ЧТО НУЖНО СДЕЛАТЬ —
A. Перескажите короче, в виде списка, абзац отрывка о семье Островских, который начинается словами «Теперь стало все по-другому у Островских». Сохраните все его основные факты.
B. Выпишите без изменений часть отрывка о семье Островских, начиная со слов «Теперь стало все» и заканчивая словами «законов Российской империи.».
C. Перечислите все, чему, согласно отрывку о семье Островских, Эмилия Андреевна учила Наташу и мальчиков.

ОТРЫВОК ИЗ ИСТОЧНИКА —
+++++

Теперь стало все по-другому у Островских. Эмилия Андреевна терпеливо учила Наташу и мальчиков музыке, французскому и немецкому языкам, которые знала она в совершенстве, приличным манерам, обхождению в обществе. Завелись в доме на Житной музыкальные вечера, даже танцы под фортепьяно. Появились тут нянюшки и кормилицы для родившихся малышей, гувернантка. И ели теперь у Островских, что называется, по-дворянски: на фарфоре и серебре, при крахмальных салфетках.

Николаю Федоровичу все это сильно нравилось. А получив по достигнутому в службе чину потомственное дворянство, тогда как ранее числился он “из духовного звания”, отрастил себе папенька бакенбарды котлеткой и принимал теперь купечество лишь в кабинете, сидя за обширным столом, заваленным бумагами и пухлыми томами из свода законов Российской империи.

Первое увлечение театром

Все тогда радовало, все занимало Александра Островского: и веселые вечеринки; и разговоры с друзьями; и книги из обширной папенькиной библиотеки, где прежде всего читались, конечно, Пушкин, Гоголь, статьи Белинского да в журналах и альманахах разные комедии, драмы, трагедии; и, конечно, театр с Мочаловым и Щепкиным во главе.

Все восхищало тогда Островского в театре: не только пьесы, игра актеров, но даже и нетерпеливый, нервный шум зрителей перед началом спектакля, сверкание масляных ламп и свечей. дивно расписанный занавес, самый воздух театральной залы — теплый, душистый, пропитанный запахом пудры, грима и крепких духов, какими опрыскивались фойе и коридоры.

+++++

ПРЕДОСТАВЛЕННЫЙ МАТЕРИАЛ —
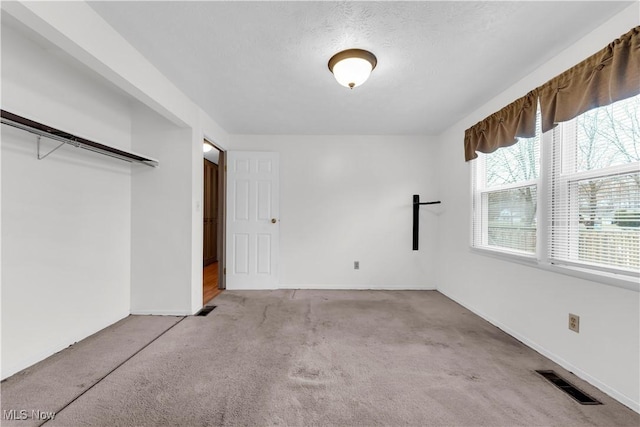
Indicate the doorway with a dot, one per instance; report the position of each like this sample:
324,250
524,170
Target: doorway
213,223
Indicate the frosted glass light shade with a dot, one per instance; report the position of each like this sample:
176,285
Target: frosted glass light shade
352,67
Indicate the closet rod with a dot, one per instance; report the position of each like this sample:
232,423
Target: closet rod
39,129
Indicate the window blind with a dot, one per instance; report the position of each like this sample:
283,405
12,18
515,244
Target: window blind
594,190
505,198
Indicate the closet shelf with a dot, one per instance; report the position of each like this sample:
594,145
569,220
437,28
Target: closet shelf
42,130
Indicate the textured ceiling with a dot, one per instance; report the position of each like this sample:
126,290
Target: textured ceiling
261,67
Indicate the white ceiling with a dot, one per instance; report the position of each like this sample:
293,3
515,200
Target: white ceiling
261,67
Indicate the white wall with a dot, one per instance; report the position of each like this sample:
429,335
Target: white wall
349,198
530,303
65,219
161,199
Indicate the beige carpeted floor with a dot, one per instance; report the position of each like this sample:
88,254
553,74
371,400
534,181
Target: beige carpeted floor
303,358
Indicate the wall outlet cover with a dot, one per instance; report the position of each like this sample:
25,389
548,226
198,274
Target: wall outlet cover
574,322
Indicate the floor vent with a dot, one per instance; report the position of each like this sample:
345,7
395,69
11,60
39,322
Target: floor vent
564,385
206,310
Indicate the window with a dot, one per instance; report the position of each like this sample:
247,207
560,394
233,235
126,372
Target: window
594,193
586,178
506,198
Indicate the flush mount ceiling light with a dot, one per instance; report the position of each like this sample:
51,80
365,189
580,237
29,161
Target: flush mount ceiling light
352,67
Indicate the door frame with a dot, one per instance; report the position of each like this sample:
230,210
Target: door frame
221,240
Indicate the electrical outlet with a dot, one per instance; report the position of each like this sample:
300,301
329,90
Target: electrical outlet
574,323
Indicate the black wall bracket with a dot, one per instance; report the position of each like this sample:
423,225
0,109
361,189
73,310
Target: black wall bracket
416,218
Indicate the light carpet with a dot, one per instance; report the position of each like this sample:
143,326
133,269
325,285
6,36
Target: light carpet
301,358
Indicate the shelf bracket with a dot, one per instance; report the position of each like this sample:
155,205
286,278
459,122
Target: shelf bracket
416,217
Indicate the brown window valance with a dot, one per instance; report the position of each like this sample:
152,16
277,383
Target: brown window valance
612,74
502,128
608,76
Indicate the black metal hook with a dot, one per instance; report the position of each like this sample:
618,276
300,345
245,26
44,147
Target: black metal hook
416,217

+++++

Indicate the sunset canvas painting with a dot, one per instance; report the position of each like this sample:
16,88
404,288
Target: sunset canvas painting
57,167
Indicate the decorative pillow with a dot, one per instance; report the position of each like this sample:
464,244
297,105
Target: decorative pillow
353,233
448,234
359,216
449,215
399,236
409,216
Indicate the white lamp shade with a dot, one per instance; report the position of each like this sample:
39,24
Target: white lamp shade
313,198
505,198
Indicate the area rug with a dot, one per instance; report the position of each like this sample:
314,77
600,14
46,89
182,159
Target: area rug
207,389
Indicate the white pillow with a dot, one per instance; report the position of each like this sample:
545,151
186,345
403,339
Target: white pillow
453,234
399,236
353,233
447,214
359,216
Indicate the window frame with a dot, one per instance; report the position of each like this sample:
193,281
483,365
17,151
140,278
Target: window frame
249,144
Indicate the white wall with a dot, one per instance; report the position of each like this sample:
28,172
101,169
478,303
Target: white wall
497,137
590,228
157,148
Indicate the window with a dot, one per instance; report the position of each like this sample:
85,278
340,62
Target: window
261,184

+++++

ОТВЕТЫ К УПРАЖНЕНИЮ —
A.
- Эмилия Андреевна учила Наташу и мальчиков музыке, французскому и немецкому языкам, приличным манерам и обхождению в обществе.
- В доме на Житной стали устраивать музыкальные вечера и даже танцы под фортепьяно.
- Для родившихся малышей появились нянюшки и кормилицы, а также появилась гувернантка.
- Ели теперь по-дворянски: на фарфоре и серебре, с крахмальными салфетками.

B.
Теперь стало все по-другому у Островских. Эмилия Андреевна терпеливо учила Наташу и мальчиков музыке, французскому и немецкому языкам, которые знала она в совершенстве, приличным манерам, обхождению в обществе. Завелись в доме на Житной музыкальные вечера, даже танцы под фортепьяно. Появились тут нянюшки и кормилицы для родившихся малышей, гувернантка. И ели теперь у Островских, что называется, по-дворянски: на фарфоре и серебре, при крахмальных салфетках.

Николаю Федоровичу все это сильно нравилось. А получив по достигнутому в службе чину потомственное дворянство, тогда как ранее числился он “из духовного звания”, отрастил себе папенька бакенбарды котлеткой и принимал теперь купечество лишь в кабинете, сидя за обширным столом, заваленным бумагами и пухлыми томами из свода законов Российской империи.

C.
- музыке
- французскому языку
- немецкому языку
- приличным манерам
- обхождению в обществе